--- Extracted data ---
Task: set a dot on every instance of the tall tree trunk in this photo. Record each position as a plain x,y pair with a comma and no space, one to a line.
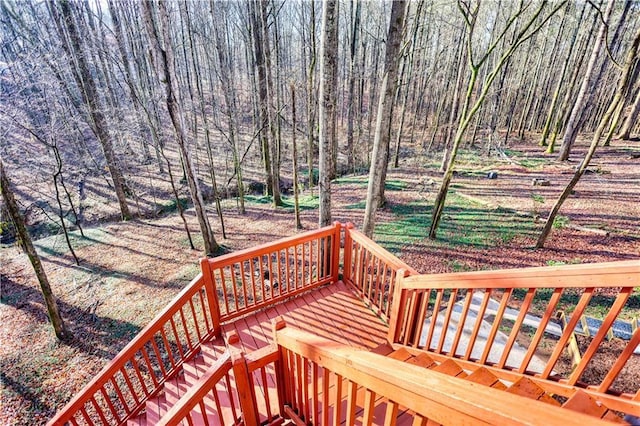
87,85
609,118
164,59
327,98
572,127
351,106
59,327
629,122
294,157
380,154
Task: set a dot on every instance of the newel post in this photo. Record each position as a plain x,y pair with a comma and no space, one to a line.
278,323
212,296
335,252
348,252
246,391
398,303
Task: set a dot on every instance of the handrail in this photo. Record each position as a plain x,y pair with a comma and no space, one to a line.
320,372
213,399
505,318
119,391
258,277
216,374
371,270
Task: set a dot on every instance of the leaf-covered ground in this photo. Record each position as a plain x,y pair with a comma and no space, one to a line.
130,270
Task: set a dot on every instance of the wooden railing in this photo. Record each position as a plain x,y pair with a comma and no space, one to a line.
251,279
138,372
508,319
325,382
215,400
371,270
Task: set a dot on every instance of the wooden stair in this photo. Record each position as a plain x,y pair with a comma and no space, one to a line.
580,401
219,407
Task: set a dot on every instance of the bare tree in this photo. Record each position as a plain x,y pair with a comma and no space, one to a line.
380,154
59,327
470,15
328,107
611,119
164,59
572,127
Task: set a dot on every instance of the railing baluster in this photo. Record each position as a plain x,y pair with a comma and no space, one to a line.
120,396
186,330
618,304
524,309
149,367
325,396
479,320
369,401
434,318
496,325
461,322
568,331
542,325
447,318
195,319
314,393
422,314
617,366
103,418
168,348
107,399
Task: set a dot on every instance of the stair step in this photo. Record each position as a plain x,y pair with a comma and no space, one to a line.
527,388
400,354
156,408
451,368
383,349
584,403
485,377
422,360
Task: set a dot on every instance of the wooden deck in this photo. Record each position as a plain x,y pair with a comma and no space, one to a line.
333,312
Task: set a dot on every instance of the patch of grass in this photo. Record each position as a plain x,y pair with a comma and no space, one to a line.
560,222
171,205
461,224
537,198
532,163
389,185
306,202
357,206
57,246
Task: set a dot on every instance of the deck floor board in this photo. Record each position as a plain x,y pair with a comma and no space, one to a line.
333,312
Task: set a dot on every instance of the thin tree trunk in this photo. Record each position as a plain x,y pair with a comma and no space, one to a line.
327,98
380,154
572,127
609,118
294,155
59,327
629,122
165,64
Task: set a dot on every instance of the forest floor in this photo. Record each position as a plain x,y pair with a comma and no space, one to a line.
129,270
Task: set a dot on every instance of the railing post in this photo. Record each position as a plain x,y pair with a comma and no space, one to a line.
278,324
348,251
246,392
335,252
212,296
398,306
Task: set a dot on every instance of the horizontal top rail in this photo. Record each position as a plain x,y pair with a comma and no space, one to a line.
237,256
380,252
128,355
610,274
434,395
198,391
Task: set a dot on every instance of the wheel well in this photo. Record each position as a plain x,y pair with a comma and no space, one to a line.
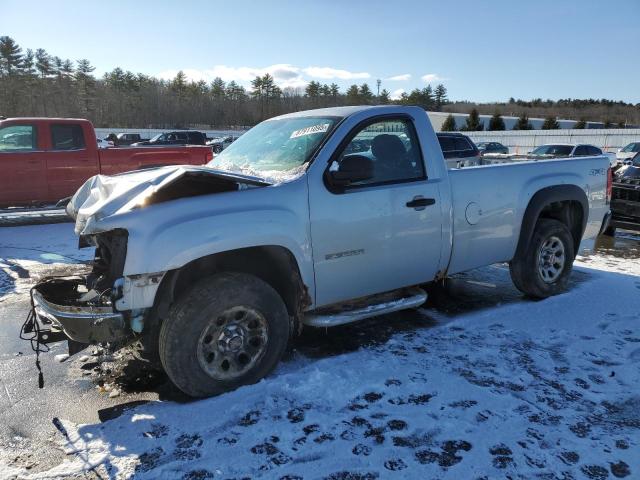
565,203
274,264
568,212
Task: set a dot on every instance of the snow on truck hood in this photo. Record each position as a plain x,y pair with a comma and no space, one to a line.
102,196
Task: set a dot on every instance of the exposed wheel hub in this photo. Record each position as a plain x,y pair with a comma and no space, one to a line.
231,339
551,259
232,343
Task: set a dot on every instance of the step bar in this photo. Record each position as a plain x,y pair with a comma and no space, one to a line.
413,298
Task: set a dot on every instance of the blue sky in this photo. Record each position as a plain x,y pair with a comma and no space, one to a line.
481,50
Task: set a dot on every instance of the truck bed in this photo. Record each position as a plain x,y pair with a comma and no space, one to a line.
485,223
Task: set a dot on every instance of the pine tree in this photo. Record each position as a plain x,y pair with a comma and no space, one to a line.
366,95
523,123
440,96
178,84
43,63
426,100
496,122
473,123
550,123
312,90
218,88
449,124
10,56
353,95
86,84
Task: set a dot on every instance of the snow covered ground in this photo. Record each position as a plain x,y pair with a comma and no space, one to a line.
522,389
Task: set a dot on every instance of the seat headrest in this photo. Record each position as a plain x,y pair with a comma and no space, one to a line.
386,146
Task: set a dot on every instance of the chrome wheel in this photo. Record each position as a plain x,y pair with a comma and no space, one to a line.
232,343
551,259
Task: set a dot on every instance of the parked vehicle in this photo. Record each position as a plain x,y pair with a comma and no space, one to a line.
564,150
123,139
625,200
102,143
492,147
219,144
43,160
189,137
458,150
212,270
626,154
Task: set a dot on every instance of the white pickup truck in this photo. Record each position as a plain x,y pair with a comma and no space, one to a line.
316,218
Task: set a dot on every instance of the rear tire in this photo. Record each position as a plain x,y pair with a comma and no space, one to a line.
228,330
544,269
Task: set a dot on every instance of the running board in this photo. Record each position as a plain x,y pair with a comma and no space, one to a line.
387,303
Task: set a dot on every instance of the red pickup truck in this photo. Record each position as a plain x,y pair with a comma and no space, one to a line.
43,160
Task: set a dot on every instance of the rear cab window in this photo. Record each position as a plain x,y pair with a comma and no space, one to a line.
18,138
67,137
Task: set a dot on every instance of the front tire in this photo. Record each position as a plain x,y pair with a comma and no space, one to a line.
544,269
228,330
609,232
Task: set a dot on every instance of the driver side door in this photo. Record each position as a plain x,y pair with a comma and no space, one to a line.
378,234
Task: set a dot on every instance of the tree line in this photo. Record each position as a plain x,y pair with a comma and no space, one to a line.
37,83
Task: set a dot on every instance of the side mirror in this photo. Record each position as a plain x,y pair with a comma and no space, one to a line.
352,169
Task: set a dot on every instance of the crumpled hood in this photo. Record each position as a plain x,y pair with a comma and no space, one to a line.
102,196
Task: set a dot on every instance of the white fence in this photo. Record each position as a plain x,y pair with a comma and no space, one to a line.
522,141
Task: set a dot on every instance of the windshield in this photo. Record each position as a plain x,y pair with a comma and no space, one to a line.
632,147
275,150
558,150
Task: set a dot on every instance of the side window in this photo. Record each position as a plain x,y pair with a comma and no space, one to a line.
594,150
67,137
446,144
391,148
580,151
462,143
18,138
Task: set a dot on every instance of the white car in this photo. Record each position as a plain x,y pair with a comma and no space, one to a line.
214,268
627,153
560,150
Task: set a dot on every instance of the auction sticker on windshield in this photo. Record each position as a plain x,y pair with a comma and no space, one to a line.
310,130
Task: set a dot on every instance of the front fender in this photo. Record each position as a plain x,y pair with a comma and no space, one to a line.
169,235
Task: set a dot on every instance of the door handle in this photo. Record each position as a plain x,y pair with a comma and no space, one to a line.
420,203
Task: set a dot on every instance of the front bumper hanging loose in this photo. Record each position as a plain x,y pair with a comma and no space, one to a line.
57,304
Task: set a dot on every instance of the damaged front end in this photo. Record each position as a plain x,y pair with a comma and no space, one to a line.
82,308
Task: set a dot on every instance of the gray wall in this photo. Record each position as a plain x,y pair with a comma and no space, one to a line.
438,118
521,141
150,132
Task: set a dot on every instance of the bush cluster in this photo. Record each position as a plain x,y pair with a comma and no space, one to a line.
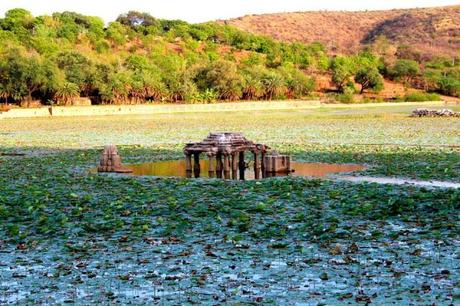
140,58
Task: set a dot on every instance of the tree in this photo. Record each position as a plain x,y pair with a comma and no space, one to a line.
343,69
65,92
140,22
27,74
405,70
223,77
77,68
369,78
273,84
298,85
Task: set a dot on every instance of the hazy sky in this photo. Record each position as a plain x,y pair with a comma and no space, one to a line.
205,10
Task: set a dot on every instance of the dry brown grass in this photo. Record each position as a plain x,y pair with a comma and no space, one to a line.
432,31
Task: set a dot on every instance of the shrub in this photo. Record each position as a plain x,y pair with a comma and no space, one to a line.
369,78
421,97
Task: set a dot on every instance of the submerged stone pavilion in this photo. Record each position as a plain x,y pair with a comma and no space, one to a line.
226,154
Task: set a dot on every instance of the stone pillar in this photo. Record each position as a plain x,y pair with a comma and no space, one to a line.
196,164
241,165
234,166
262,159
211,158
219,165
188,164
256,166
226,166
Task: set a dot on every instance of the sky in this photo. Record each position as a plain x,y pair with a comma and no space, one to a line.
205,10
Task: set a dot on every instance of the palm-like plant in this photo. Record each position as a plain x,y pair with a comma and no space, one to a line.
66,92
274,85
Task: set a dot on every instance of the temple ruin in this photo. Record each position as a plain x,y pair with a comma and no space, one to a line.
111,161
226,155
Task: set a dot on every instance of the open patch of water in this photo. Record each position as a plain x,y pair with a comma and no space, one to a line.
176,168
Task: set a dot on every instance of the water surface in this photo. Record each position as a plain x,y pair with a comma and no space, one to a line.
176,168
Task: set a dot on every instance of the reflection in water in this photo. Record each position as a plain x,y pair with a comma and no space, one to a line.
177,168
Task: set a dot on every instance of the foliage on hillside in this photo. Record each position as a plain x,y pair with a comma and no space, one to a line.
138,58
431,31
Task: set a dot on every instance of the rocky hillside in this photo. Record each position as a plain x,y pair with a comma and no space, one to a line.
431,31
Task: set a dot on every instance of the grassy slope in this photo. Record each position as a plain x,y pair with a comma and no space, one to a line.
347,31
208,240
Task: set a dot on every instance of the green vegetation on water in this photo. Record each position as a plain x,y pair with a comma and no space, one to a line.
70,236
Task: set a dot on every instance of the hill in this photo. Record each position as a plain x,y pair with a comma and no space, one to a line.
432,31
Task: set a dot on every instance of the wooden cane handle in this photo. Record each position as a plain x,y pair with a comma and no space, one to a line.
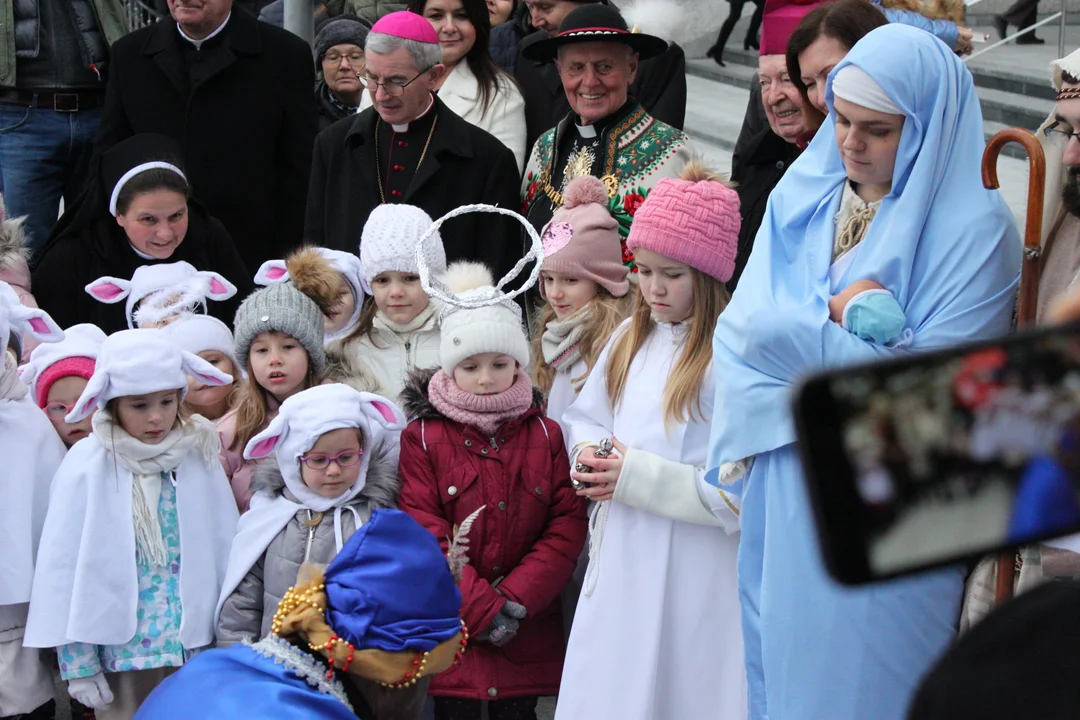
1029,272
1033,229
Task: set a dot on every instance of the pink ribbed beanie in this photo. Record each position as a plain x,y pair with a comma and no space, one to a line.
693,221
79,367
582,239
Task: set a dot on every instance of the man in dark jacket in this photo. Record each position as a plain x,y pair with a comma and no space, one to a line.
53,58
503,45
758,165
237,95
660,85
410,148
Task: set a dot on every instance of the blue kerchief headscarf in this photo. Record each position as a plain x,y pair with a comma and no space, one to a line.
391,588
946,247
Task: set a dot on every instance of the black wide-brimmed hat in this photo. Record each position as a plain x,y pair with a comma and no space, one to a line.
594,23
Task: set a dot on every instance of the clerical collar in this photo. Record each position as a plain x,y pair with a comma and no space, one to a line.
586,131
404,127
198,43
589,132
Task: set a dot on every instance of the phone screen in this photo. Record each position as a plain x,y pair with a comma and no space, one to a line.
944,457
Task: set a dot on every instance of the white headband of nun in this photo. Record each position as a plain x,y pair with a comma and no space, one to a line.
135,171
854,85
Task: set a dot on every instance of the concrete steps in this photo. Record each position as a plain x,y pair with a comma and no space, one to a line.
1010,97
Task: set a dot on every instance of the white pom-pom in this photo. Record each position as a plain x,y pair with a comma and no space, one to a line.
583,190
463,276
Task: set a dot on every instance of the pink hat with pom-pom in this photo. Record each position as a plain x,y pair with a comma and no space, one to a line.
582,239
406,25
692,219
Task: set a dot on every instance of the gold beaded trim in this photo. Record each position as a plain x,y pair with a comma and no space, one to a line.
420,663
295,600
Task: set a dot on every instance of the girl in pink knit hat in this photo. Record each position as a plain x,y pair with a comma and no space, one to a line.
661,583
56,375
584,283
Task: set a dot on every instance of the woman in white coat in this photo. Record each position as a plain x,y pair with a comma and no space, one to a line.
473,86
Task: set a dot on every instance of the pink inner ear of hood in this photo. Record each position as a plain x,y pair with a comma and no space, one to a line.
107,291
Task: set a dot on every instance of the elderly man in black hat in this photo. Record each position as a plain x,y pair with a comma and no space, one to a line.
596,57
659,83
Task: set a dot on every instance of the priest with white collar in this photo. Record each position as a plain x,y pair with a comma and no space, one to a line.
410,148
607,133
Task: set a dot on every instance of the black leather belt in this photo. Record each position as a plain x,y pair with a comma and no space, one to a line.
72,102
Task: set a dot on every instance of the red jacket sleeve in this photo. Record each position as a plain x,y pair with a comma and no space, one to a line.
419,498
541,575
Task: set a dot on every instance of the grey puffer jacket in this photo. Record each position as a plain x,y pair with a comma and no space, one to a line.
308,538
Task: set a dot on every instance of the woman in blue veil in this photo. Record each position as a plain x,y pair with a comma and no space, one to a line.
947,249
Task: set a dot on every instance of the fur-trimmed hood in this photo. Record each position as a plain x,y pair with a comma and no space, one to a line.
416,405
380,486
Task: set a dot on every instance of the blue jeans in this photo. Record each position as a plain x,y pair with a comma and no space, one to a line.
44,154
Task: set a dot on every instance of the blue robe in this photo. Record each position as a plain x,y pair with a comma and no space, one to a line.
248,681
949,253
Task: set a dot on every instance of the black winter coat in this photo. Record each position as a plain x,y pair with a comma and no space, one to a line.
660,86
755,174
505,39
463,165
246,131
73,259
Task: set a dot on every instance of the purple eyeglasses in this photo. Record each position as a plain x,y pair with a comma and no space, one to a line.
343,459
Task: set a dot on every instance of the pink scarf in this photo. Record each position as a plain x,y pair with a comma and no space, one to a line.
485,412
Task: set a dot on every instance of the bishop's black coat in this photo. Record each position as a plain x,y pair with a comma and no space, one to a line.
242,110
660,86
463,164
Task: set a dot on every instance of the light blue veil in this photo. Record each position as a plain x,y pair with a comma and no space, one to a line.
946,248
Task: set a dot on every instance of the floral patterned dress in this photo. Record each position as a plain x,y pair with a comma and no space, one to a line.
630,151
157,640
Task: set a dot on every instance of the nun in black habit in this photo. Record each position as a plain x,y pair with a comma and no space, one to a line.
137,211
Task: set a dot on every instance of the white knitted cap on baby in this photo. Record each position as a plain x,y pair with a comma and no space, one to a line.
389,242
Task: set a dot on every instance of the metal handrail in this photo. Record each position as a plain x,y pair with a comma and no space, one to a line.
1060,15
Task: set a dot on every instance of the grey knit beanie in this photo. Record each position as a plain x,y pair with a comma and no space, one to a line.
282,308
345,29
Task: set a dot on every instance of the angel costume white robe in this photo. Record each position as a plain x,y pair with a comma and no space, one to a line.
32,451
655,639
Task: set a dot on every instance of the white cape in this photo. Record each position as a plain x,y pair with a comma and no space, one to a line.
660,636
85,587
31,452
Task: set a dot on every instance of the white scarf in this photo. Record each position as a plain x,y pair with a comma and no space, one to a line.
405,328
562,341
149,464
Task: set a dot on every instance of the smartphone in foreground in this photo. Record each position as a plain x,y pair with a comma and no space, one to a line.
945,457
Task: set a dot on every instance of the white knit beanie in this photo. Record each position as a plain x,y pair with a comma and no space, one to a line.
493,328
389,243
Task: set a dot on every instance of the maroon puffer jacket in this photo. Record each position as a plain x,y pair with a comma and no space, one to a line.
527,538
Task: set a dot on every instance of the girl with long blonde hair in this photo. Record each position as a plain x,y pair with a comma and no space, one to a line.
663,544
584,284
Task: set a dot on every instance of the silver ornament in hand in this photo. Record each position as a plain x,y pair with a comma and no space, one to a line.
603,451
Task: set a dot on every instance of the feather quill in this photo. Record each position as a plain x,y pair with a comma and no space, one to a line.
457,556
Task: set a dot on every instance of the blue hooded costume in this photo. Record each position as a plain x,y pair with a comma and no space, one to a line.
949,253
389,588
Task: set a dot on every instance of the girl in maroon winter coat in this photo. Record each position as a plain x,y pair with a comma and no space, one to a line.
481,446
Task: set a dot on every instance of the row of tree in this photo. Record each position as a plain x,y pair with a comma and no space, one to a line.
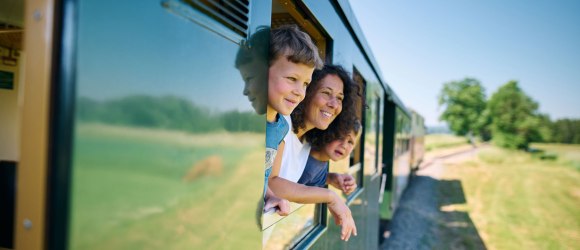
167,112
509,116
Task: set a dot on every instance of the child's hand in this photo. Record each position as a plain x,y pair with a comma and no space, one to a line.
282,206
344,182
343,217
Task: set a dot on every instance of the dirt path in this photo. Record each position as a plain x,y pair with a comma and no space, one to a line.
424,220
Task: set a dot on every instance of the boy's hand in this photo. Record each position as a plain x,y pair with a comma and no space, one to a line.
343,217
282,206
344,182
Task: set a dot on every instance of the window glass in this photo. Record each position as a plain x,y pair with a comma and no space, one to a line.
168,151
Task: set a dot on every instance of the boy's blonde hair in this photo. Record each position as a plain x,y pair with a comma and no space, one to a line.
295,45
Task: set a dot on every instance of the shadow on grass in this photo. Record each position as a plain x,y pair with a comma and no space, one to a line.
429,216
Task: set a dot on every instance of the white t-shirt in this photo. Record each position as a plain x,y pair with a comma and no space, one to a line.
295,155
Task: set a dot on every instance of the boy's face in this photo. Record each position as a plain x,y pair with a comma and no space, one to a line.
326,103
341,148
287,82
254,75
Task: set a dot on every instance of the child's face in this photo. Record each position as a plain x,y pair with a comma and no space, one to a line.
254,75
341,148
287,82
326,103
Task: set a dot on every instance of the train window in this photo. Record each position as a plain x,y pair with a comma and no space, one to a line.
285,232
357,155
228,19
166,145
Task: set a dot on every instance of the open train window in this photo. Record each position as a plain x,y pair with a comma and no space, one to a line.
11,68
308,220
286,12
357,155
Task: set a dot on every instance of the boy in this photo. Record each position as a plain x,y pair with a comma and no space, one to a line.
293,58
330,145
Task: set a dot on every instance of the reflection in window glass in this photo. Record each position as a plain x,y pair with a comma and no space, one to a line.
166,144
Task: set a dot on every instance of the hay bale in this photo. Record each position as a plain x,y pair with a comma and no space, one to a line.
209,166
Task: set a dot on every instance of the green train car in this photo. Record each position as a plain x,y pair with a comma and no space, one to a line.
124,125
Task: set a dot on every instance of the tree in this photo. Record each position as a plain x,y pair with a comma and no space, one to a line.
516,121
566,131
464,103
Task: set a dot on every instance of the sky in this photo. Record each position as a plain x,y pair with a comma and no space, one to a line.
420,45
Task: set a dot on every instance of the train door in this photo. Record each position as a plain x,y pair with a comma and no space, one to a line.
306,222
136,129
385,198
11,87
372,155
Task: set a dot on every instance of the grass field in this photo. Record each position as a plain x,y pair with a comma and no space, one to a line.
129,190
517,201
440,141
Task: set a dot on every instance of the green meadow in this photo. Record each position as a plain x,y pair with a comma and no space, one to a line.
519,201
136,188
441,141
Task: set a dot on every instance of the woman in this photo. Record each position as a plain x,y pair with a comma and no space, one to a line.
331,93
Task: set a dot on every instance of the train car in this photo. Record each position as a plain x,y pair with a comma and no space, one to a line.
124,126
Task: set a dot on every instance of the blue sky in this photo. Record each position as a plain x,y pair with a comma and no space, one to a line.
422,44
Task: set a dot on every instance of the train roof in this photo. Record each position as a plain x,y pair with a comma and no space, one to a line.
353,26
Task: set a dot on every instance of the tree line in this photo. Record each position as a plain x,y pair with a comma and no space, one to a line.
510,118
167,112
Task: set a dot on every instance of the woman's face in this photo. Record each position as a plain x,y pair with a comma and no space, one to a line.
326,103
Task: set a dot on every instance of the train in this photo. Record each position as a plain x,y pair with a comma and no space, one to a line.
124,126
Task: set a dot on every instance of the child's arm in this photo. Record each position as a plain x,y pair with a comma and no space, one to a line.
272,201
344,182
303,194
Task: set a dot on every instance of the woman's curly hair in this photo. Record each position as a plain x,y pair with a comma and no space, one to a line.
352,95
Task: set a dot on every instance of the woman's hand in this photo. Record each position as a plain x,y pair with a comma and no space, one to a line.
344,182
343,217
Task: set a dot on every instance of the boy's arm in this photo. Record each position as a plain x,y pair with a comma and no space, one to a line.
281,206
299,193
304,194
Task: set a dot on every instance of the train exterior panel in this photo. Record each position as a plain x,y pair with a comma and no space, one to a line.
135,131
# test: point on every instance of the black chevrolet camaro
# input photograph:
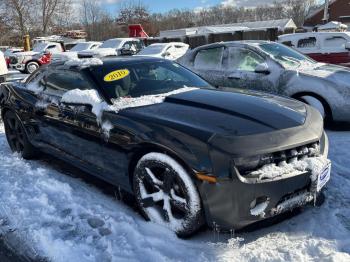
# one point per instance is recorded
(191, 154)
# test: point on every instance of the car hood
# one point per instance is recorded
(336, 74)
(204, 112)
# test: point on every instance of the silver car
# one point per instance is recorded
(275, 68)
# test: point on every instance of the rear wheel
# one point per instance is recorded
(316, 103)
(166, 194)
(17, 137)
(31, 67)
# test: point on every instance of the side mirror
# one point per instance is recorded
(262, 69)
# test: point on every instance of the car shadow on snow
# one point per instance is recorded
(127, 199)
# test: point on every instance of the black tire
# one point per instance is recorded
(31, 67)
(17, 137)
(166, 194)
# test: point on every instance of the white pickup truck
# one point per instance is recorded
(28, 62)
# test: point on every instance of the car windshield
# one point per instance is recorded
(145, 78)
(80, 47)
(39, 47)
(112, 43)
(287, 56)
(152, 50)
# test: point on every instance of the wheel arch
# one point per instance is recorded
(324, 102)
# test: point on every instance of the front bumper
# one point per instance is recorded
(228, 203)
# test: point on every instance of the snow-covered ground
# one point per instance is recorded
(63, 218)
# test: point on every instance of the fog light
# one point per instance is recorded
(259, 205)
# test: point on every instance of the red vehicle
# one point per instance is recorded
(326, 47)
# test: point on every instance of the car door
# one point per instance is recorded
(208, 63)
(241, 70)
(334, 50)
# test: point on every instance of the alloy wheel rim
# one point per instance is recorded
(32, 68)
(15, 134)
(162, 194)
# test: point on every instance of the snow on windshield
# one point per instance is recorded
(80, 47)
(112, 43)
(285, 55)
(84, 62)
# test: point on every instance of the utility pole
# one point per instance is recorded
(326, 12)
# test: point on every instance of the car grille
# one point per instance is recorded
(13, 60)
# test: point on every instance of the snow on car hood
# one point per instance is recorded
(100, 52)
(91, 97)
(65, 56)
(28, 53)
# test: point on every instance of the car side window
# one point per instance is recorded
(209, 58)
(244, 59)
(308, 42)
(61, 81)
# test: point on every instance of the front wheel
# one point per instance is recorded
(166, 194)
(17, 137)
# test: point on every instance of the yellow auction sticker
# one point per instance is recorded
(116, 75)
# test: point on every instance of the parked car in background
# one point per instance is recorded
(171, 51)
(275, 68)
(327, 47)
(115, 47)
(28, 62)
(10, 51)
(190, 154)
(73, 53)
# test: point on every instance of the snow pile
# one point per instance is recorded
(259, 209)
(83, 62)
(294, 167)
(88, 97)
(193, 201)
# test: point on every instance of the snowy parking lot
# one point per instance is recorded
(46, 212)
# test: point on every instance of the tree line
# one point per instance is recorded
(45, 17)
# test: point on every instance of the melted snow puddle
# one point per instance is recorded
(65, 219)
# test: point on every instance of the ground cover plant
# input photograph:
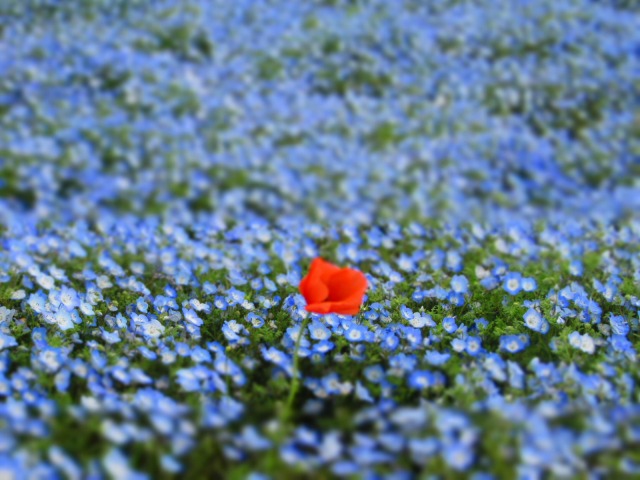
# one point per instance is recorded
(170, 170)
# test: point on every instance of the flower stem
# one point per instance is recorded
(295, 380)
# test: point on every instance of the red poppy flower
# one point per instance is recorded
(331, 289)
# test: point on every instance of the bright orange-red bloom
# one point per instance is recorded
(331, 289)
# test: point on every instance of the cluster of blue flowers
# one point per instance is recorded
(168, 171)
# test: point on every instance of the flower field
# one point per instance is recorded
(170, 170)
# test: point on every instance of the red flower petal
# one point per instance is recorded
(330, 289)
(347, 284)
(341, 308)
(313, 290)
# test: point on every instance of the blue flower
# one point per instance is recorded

--- Aim ---
Rewrite the part of the listing that opens with the line containing "# test: point on every instance of the melted" and closes with the final line of the listing, changing "flower stem" to "flower stalk" and leaving everything else as is. Return only those lines, and leave the picture out.

--- Exercise result ---
# test: point on every instance of the melted snow puddle
# one point per instance is recorded
(65, 219)
# test: point on every instance of the ground cover plant
# input photograph:
# one point per instance is recorded
(170, 170)
# test: point on every instance of the flower stalk
# one point per instance is recorded
(295, 380)
# test: point on every instance of the red poppy flower
# one point per instance is recorded
(331, 289)
# test: point on every instance of the bright orange-red bloom
# one point per instance is recorded
(331, 289)
# test: point on every instance of the cluster of blue flowers
# one point per instance is recorded
(168, 171)
# test: point on every instance of the flower field
# one point per instance is recorded
(170, 170)
# test: point on every instance of the red flower petal
# one point per instance is recorded
(330, 289)
(347, 284)
(341, 308)
(313, 290)
# test: point on every instance of the blue flower
# one point per instance is recorded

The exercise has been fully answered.